_Work to do_.
List each aggregate function that appears under the "Supported:" heading in the text below on collection and ordered-set aggregates.

-- Start Selected excerpt --

Collection and ordered-set aggregates

Supported:

  • ARRAY_AGG(expr [ORDER BY ...])
  • MEDIAN(expr)
  • PERCENTILE_CONT(fraction) WITHIN GROUP (ORDER BY expr)
  • PERCENTILE_DISC(fraction) WITHIN GROUP (ORDER BY expr)

Behavior notes:

  • ARRAY_AGG returns JSON text arrays (for example, "[1,null,2]").
  • ARRAY_AGG(DISTINCT ...) is supported.
  • MEDIAN returns FLOAT64 and ignores NULL inputs.
  • Percentile fraction must be between 0 and 1 inclusive.
  • PERCENTILE_CONT interpolates and returns FLOAT64.
  • PERCENTILE_DISC returns a value from the ordered input domain.

Examples:

SELECT STDDEV(amount), VARIANCE(amount), BOOL_AND(amount > 0), BOOL_OR(amount > 100) FROM orders;

SELECT ARRAY_AGG(amount ORDER BY created_at) FROM orders;
SELECT MEDIAN(amount) FROM orders;

SELECT PERCENTILE_CONT(0.5) WITHIN GROUP (ORDER BY amount) FROM orders;
SELECT PERCENTILE_DISC(0.9) WITHIN GROUP (ORDER BY amount) FROM orders;

Window functions

Additional supported window features include:

  • NTILE(n)

-- End Selected excerpt --
-- Start Dataset entries --

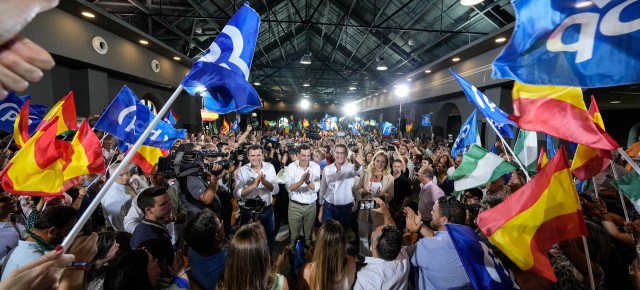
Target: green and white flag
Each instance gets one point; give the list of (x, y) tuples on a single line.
[(629, 185), (479, 167), (526, 150)]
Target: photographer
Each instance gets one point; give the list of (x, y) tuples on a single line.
[(255, 186), (199, 191)]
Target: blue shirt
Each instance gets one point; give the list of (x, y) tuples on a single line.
[(438, 263), (206, 270)]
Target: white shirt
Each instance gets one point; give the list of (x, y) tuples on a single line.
[(246, 176), (111, 204), (303, 194), (382, 274), (336, 186), (134, 217)]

-- End Dataset entries --

_Exercise output_.
ARRAY_AGG
MEDIAN
PERCENTILE_CONT
PERCENTILE_DISC